--- Texte ---
################
Prôner l’auto-confinement des plus « fragiles » au cas par cas en apportant toute l’assistance solidaire nécessaire.

Plutôt que d’infantiliser les jeunes et les adultes par une liste d’interdits, pourquoi ne pas laisser les plus concernés par la pandémie s’auto-confiner et prendre en main leur santé, cela avec l’aide des nouvelles technologies (écrans digitaux, plateformes de services, outils d’assistance digitale, etc.) pour remédier à la solitude et aux besoins du quotidien ? Après tout, ce n’est pas la première crise que nous traversons : le peuple français a, par le passé, connu des guerres, des disettes et des pandémies ; nos ancêtres et la nature elle-même savent ce qu’est la survie par l’isolement mais également que, bien souvent, la nature reprend ses droits. Il va falloir apprendre à vivre avec le Covid et tous les risques que cela comporte – tout comme nous l’avons fait avec le VIH, en attendant qu’un vaccin vienne mettre un terme à cette séquence sanitaire.

Ne sacrifions pas notre jeunesse !

D’ici-là, ne négligeons pas les jeunes générations en les privant d’espoir, de présent et de futur. Il faut sauver l’avenir ceux qui, pour la grande majorité, ne sont pas concernés par le virus et qui attendent, plus que tout, de pouvoir vivre leur vie, se construire, grandir, se projeter. Cette jeunesse que nous enfermons aujourd’hui et que nous coupons de toute interaction sociale constitue les forces vives du monde de demain.

Nous ne pouvons pas continuer à hypothéquer leur formation, leur insertion professionnelle et leur santé mentale

(selon un récent sondage de l’IFOP, les deux tiers des 25-29 ans interrogés se déclarent injustement accusés d’être responsables de la reprise de l’épidémie) en raison de l’urgence sanitaire. Non seulement nous les pointons comme principaux coupables de la propagation du virus, mais plus grave, nous faisons peser sur leurs épaules le poids d’une dette économique en héritage. Plutôt que de sacrifier la jeunesse, nous devrions nourrir leurs rêves d’un futur positif et écrire un nouveau récit du monde post-Covid où notre consommation serait moins futile, plus solidaire et plus engagée vis-à-vis de la planète. Ce discours volontariste est notre seule porte de sortie par le haut. Il nous permet aussi de prendre du recul sur nos erreurs, notamment les dérives d’une production alimentaire intensive ou d’une exploitation irraisonnée des ressources naturelles,  néfastes pour les hommes comme pour la planète.
################
--- Données fournies ---
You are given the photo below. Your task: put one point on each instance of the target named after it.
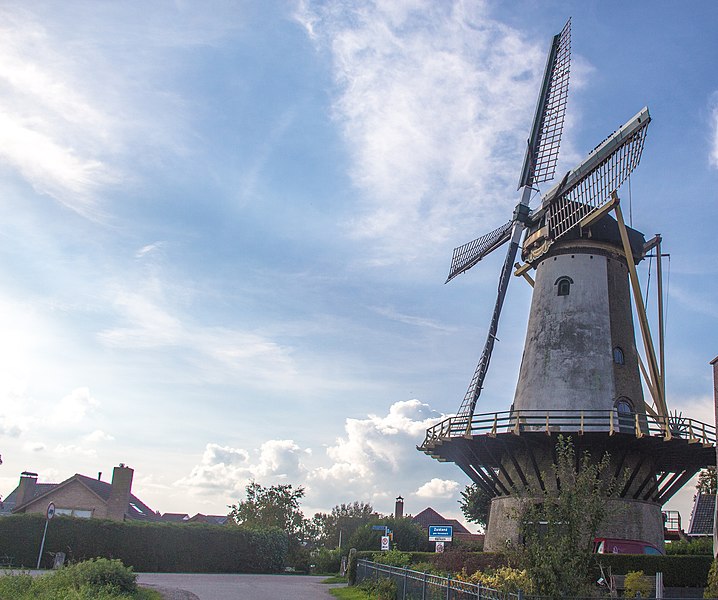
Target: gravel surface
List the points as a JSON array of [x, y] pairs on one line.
[[197, 586], [172, 593]]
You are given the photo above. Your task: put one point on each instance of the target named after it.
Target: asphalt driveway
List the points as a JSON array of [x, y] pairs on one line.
[[193, 586]]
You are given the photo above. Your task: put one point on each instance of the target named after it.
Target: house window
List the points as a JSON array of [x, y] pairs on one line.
[[618, 357], [563, 285], [74, 512]]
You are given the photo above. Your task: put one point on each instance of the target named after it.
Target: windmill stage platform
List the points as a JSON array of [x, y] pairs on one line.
[[506, 452], [490, 449]]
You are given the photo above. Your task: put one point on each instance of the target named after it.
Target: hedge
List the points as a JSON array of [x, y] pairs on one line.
[[678, 571], [146, 547]]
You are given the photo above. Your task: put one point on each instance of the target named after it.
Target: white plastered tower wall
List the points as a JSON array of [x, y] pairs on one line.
[[580, 349]]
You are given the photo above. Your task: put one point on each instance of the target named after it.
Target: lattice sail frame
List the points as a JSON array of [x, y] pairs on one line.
[[545, 140], [539, 165], [469, 254], [593, 189]]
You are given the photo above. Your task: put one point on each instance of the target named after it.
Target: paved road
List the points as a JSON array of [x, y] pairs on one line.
[[239, 587]]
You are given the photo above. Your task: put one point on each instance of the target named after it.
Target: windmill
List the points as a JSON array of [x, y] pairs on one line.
[[581, 370]]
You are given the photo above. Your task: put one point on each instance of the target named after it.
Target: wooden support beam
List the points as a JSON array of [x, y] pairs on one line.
[[653, 367], [523, 270], [594, 216]]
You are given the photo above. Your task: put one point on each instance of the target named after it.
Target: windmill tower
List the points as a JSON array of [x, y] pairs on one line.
[[581, 368]]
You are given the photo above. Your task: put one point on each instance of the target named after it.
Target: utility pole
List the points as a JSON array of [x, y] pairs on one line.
[[714, 363]]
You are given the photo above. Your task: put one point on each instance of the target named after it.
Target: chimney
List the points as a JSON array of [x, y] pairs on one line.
[[26, 488], [119, 498]]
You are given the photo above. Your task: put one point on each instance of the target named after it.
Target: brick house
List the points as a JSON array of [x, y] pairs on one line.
[[80, 496]]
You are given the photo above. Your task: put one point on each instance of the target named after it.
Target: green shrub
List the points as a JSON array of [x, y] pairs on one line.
[[15, 586], [148, 547], [678, 571], [394, 558], [503, 579], [381, 589], [326, 561], [635, 584], [711, 589]]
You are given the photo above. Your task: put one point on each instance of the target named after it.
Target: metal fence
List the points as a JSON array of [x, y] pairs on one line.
[[414, 585]]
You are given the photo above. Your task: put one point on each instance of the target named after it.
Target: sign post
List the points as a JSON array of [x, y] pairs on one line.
[[50, 513], [441, 533]]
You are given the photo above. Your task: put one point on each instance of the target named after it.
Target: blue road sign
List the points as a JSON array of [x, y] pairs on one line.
[[440, 533]]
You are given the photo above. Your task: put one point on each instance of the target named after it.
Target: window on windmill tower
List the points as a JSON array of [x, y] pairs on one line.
[[626, 421], [618, 357], [563, 285]]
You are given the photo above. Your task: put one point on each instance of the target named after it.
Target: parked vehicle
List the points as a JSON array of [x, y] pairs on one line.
[[615, 546]]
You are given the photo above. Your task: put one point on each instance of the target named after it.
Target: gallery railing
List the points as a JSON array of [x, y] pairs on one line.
[[573, 421]]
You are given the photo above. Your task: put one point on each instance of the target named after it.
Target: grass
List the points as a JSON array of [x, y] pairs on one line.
[[349, 593], [97, 579]]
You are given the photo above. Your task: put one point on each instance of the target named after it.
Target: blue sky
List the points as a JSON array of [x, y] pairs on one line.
[[226, 228]]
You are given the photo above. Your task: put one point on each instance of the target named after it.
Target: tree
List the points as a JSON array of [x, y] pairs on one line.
[[275, 506], [559, 525], [475, 504], [407, 533], [707, 481], [342, 522]]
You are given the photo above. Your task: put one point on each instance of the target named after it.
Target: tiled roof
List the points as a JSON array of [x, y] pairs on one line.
[[209, 519], [136, 509], [174, 517], [9, 502], [702, 515]]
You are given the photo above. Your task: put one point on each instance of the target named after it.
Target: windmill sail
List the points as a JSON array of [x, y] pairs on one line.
[[539, 165], [469, 254], [543, 145], [589, 186]]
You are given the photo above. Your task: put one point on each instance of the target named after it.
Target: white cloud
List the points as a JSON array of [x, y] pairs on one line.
[[79, 103], [438, 488], [34, 447], [8, 428], [75, 406], [714, 129], [228, 469], [98, 436], [375, 461], [434, 100], [148, 249], [375, 450], [696, 301], [73, 450]]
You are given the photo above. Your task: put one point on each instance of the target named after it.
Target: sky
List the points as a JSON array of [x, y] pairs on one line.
[[226, 228]]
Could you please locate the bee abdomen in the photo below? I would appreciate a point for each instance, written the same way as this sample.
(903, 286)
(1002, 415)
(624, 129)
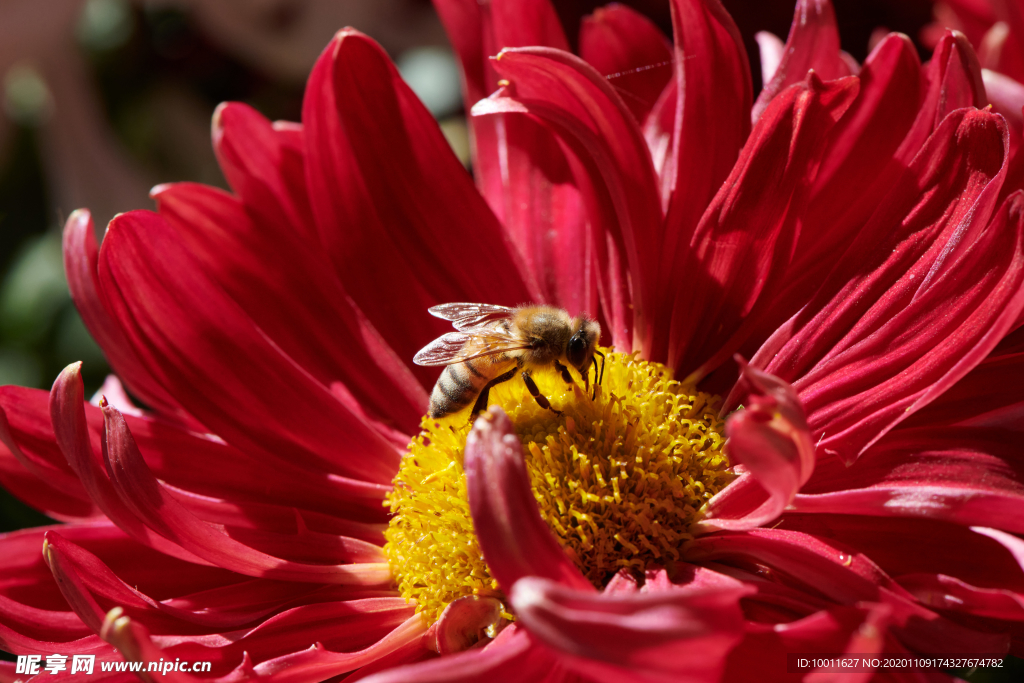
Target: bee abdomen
(457, 387)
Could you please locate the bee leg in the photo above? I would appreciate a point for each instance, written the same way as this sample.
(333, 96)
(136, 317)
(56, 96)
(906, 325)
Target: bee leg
(481, 400)
(535, 391)
(597, 380)
(564, 372)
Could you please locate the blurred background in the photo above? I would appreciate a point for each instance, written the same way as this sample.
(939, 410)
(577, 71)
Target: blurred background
(101, 99)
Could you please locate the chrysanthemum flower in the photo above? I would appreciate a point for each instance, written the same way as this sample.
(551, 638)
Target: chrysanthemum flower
(852, 232)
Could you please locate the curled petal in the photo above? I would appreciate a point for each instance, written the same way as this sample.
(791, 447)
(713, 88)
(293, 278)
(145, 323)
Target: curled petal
(769, 436)
(511, 656)
(672, 634)
(32, 466)
(747, 235)
(514, 539)
(464, 622)
(72, 434)
(813, 43)
(81, 256)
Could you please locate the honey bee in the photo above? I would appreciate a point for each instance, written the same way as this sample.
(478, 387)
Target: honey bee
(493, 343)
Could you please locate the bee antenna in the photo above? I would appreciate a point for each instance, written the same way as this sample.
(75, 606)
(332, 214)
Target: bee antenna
(597, 379)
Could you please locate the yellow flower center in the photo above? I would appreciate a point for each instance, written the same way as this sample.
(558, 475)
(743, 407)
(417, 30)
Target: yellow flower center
(620, 479)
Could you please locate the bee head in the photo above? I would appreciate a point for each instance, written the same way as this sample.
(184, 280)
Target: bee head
(580, 351)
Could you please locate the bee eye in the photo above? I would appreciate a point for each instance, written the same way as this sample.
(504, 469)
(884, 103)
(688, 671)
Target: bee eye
(577, 351)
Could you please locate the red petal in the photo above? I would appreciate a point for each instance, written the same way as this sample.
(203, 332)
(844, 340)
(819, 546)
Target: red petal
(518, 166)
(628, 49)
(813, 43)
(80, 256)
(847, 578)
(512, 656)
(389, 196)
(747, 235)
(908, 546)
(941, 592)
(303, 636)
(990, 395)
(264, 169)
(288, 289)
(677, 633)
(894, 87)
(72, 434)
(514, 539)
(479, 31)
(928, 313)
(711, 123)
(771, 50)
(954, 81)
(162, 512)
(865, 139)
(610, 163)
(32, 467)
(218, 361)
(762, 655)
(769, 437)
(927, 472)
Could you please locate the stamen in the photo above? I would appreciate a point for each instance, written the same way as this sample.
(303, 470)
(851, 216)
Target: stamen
(620, 478)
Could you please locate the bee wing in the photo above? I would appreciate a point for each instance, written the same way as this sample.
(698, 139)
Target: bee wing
(467, 315)
(460, 346)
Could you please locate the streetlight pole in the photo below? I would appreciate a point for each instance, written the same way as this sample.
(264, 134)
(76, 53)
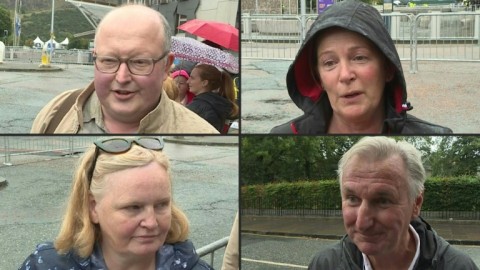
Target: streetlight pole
(52, 36)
################
--- Consignes ---
**a)** Répondez brièvement à ces questions sur le texte.
(i) Selon le sondage de l'IFOP cité, quelle part des 25-29 ans interrogés se déclarent injustement accusés d'être responsables de la reprise de l'épidémie ?
(ii) Avec quelle maladie le texte compare-t-il la nécessité d'apprendre à vivre avec le Covid ?
(iii) Qu'est-ce que le peuple français a connu par le passé ?
**b)** Modifiez le passage du texte qui commence par les mots « Plutôt que d’infantiliser » et se termine par « cette séquence sanitaire. », en remplaçant « solitude » par « tristesse ».
**c)** Relevez tous les exemples de nouvelles technologies que le texte cite entre parenthèses.
Les données sont un matériau distinct, indépendant du texte.

--- Réponses numérotées ---
**a)**
(i) Les deux tiers.
(ii) Le VIH.
(iii) Des guerres, des disettes et des pandémies.

**b)**
Plutôt que d’infantiliser les jeunes et les adultes par une liste d’interdits, pourquoi ne pas laisser les plus concernés par la pandémie s’auto-confiner et prendre en main leur santé, cela avec l’aide des nouvelles technologies (écrans digitaux, plateformes de services, outils d’assistance digitale, etc.) pour remédier à la tristesse et aux besoins du quotidien ? Après tout, ce n’est pas la première crise que nous traversons : le peuple français a, par le passé, connu des guerres, des disettes et des pandémies ; nos ancêtres et la nature elle-même savent ce qu’est la survie par l’isolement mais également que, bien souvent, la nature reprend ses droits. Il va falloir apprendre à vivre avec le Covid et tous les risques que cela comporte – tout comme nous l’avons fait avec le VIH, en attendant qu’un vaccin vienne mettre un terme à cette séquence sanitaire.

**c)** écrans digitaux ; plateformes de services ; outils d'assistance digitale